Entrées de contours étiquetées:
☆ ☆ ☆ ☆ ☆

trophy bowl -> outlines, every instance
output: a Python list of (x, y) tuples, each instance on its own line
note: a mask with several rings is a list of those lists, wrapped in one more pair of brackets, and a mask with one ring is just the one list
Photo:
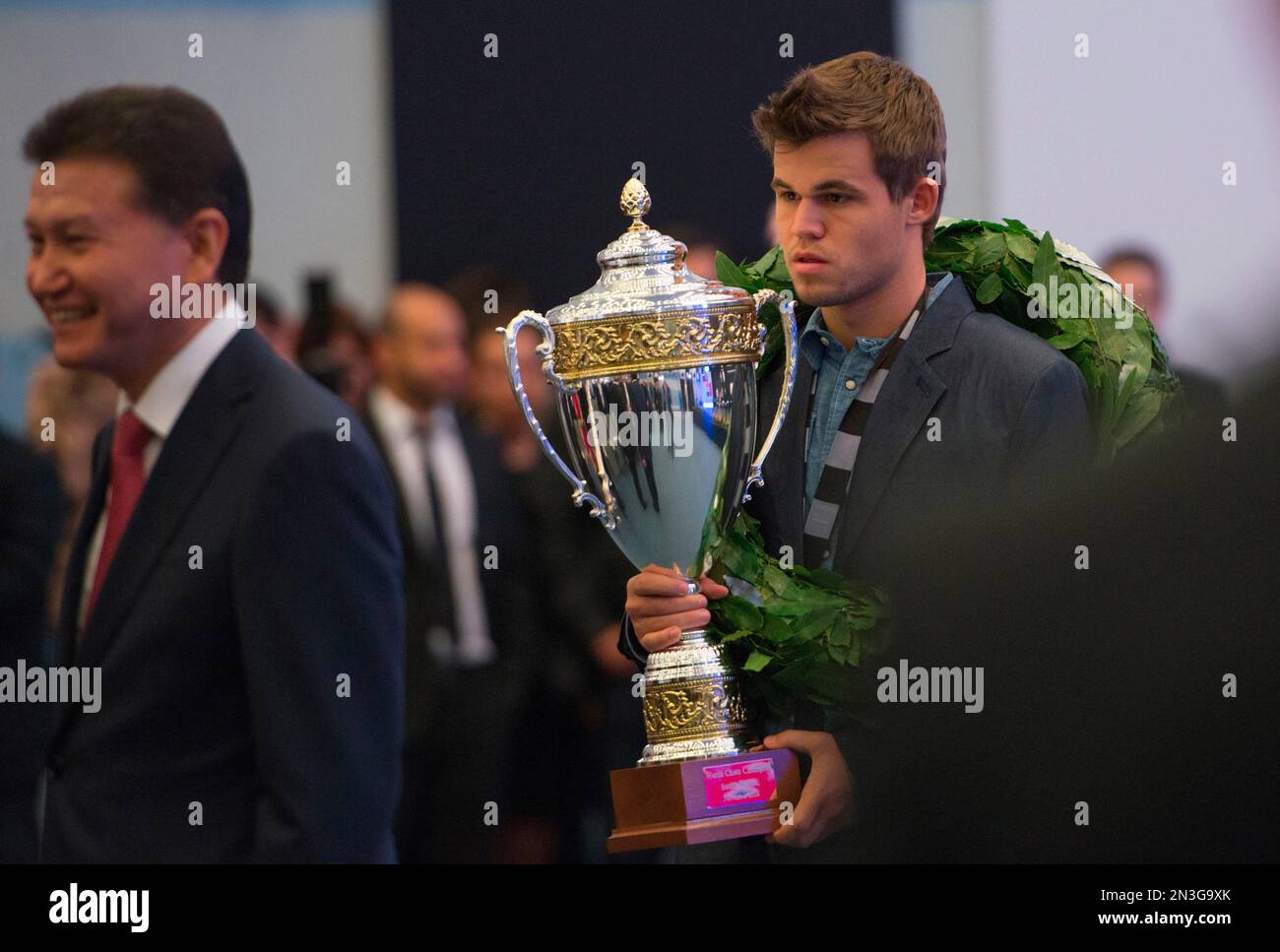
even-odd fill
[[(750, 489), (782, 426), (796, 369), (792, 302), (749, 296), (685, 265), (687, 248), (643, 221), (649, 193), (622, 189), (627, 230), (596, 255), (600, 279), (545, 317), (522, 311), (507, 328), (512, 392), (577, 505), (644, 568), (694, 581), (710, 544)], [(756, 453), (759, 308), (777, 303), (786, 356), (782, 398)], [(543, 372), (558, 392), (568, 462), (548, 441), (525, 393), (516, 338), (536, 329)], [(753, 750), (737, 673), (705, 628), (649, 655), (640, 682), (648, 743), (635, 768), (611, 774), (609, 852), (769, 833), (799, 797), (792, 751)]]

☆ ☆ ☆ ☆ ☆

**Consigne de la tâche**
Transcrivez mot pour mot toutes les lignes des enregistrements ci-dessus, en omettant les images.

**Réponse complète**
trophy bowl -> outlines, every instance
output: a Python list of (x, y) tuples, each instance on its own line
note: a mask with several rings is a list of those lists, wrapped in one more pair of brackets, and a mask with one ring is just the one list
Photo:
even-odd fill
[[(750, 489), (782, 426), (796, 369), (792, 302), (749, 296), (685, 265), (687, 248), (643, 221), (649, 193), (622, 189), (627, 230), (596, 255), (600, 279), (545, 317), (522, 311), (507, 328), (512, 392), (577, 505), (644, 568), (694, 581), (710, 544)], [(756, 453), (759, 308), (777, 303), (786, 356), (782, 398)], [(543, 372), (558, 392), (568, 462), (548, 441), (525, 393), (516, 338), (536, 329)], [(753, 750), (737, 673), (705, 628), (649, 655), (640, 682), (648, 743), (635, 768), (611, 774), (609, 852), (769, 833), (799, 797), (792, 751)]]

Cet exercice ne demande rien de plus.